EXERCISE OBJECTIVE:
Count the lines in the rows below that contain the string "glass", treating uppercase and lowercase as different. Reply with the number only.

(Excerpts from point annotation data)
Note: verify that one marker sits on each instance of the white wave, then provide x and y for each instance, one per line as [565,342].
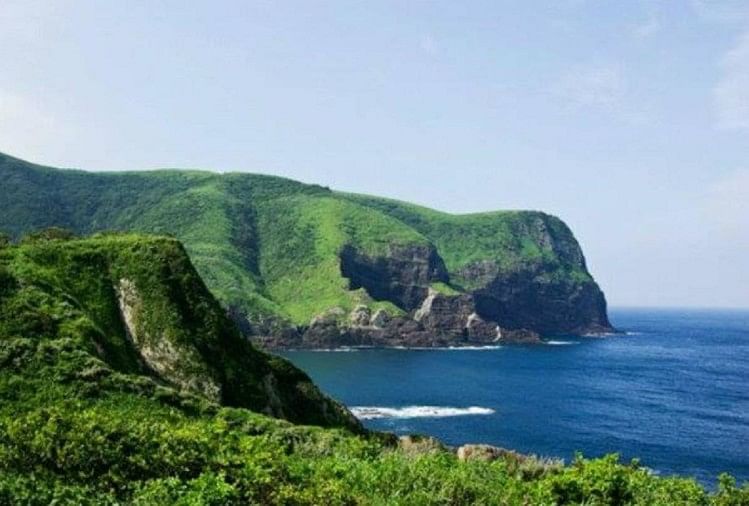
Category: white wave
[446,348]
[372,412]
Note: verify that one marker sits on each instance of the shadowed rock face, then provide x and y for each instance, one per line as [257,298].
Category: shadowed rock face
[533,300]
[402,276]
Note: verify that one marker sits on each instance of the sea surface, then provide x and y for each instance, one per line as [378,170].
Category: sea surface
[673,391]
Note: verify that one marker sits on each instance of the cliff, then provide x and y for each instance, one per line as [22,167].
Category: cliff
[135,305]
[122,382]
[294,264]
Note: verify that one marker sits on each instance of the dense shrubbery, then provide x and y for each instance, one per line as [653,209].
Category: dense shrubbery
[80,423]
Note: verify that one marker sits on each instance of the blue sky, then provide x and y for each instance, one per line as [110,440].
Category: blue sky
[630,120]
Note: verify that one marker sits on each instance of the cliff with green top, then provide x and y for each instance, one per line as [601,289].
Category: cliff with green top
[118,305]
[302,265]
[123,382]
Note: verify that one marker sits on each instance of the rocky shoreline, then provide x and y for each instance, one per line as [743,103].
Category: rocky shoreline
[441,321]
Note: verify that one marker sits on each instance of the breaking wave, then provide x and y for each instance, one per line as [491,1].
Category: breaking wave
[372,412]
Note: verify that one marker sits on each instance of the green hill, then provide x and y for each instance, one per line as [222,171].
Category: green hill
[122,382]
[280,253]
[135,305]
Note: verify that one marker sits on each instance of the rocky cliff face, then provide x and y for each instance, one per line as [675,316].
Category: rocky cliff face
[137,304]
[282,256]
[401,277]
[533,299]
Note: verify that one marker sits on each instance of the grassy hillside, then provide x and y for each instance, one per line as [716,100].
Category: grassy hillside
[270,247]
[88,417]
[137,305]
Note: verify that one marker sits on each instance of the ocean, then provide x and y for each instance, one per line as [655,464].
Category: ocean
[672,391]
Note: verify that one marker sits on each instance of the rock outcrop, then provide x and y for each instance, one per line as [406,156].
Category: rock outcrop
[402,276]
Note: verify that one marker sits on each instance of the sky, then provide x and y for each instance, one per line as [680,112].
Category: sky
[629,120]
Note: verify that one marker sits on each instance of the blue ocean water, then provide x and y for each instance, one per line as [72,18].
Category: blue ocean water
[673,391]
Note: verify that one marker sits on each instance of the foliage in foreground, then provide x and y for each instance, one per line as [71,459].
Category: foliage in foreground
[78,429]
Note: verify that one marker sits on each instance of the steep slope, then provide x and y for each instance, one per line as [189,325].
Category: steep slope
[116,366]
[136,304]
[309,266]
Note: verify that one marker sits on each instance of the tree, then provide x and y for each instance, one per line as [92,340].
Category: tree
[49,234]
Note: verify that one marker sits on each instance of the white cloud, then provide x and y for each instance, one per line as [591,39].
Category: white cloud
[428,44]
[26,128]
[647,29]
[721,11]
[651,25]
[727,204]
[591,87]
[731,93]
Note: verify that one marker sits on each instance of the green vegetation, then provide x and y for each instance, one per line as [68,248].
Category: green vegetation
[511,239]
[269,246]
[85,420]
[138,304]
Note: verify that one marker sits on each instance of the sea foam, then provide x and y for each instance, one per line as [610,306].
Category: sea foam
[372,412]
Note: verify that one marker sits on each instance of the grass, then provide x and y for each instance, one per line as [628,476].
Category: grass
[269,246]
[82,421]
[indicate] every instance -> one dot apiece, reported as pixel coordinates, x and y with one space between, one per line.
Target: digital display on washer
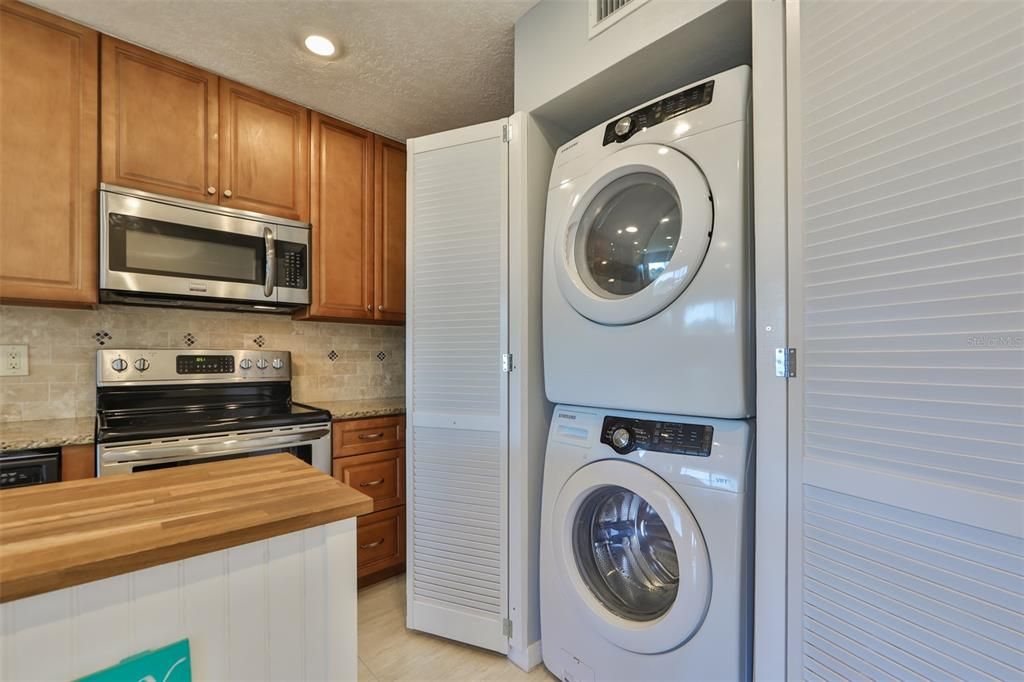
626 435
628 125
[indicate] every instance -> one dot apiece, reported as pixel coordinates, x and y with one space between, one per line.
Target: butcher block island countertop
61 535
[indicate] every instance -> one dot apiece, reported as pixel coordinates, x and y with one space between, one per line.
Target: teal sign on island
168 664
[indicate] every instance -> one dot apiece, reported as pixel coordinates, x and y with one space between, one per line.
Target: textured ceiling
406 68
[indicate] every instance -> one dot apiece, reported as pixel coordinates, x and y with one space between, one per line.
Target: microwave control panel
292 264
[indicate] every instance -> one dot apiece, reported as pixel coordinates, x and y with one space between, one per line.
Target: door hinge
785 363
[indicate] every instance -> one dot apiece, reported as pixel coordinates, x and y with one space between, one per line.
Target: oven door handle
202 451
271 262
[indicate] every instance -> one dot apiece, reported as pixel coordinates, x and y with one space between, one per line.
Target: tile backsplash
330 360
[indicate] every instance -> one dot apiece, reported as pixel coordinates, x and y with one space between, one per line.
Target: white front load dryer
646 547
647 265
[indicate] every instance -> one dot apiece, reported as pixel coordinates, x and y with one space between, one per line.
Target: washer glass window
625 554
628 235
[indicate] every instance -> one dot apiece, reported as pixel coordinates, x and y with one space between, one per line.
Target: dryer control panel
628 125
626 434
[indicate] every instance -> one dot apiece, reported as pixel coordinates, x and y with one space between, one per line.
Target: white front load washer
647 265
646 547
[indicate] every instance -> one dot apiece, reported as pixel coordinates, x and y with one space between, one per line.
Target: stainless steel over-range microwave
162 251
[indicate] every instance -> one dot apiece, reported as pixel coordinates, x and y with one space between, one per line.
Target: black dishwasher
29 467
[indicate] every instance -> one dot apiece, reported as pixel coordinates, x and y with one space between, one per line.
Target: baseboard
526 659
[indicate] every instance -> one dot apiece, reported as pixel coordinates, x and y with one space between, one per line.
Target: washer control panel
626 434
630 124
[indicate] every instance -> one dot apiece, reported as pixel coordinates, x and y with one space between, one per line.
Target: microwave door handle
271 262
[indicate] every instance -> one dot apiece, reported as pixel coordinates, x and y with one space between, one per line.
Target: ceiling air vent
605 12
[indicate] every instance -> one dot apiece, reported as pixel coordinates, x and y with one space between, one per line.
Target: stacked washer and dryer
646 554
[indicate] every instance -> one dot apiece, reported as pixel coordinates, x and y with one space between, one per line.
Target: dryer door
637 233
632 556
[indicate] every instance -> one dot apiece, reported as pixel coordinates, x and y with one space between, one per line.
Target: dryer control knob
624 125
622 438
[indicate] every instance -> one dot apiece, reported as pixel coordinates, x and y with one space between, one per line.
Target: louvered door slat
907 308
458 435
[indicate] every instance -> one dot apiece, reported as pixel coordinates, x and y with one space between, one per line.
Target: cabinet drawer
381 540
381 475
369 435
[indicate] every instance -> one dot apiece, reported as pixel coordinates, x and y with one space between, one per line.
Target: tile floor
389 652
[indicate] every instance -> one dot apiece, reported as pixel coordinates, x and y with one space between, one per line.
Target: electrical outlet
13 360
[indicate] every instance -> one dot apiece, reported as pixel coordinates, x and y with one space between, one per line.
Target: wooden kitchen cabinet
389 230
48 165
264 153
342 193
159 123
370 456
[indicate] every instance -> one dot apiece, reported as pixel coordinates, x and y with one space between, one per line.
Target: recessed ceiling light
320 45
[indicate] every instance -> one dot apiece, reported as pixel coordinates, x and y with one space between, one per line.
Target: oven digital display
206 364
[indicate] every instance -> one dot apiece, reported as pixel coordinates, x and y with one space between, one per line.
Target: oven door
152 245
311 443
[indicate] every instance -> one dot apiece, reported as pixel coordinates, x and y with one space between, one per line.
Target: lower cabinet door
381 544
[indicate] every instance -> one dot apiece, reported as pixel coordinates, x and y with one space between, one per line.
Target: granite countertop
364 409
46 433
66 534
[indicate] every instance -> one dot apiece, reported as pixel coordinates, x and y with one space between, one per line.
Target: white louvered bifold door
458 392
906 465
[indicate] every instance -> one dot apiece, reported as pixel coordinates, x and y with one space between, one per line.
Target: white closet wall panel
907 260
458 394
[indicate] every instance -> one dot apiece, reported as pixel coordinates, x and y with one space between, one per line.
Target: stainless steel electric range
160 409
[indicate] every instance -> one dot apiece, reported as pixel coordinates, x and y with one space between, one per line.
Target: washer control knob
624 126
622 438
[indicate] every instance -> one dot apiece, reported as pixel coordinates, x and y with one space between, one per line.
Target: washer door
638 231
632 556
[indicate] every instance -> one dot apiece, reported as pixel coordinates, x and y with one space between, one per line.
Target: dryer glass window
628 235
625 554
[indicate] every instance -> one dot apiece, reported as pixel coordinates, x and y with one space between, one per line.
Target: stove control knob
624 126
622 439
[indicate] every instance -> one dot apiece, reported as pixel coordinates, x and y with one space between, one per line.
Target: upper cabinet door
389 289
48 163
159 124
342 218
264 153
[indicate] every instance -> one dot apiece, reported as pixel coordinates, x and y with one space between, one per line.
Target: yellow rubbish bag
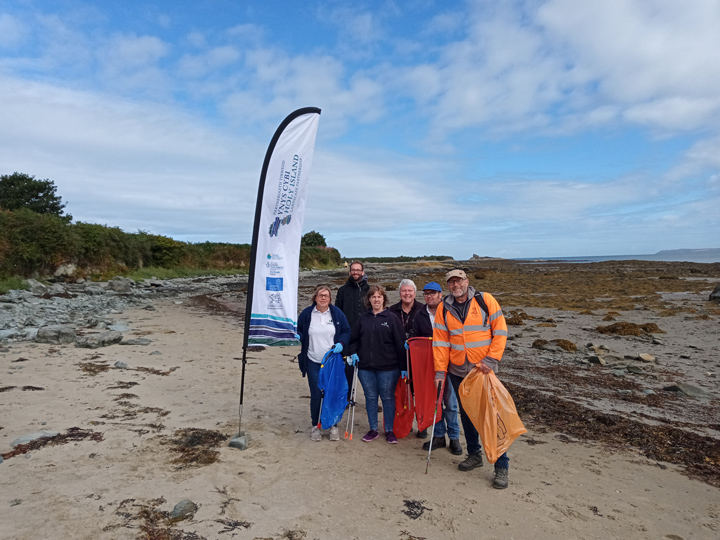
492 411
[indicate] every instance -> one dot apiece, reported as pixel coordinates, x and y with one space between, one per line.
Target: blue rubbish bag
333 384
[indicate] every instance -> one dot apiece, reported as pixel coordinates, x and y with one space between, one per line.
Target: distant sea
709 255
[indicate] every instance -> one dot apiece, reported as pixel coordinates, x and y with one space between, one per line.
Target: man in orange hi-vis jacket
469 332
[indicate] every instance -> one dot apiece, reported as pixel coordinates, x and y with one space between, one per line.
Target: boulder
8 334
121 284
65 270
688 390
715 295
95 341
183 510
55 334
36 287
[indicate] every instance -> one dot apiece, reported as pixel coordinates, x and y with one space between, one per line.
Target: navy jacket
342 332
407 319
350 299
421 325
379 341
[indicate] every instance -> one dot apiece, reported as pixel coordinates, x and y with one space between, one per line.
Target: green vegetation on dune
36 245
401 258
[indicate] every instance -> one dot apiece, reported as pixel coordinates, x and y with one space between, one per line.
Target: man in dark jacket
423 327
350 299
407 308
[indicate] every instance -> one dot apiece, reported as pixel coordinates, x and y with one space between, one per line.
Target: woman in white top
321 327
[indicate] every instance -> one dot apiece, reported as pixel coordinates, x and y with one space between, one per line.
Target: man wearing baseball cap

RESPONSE:
2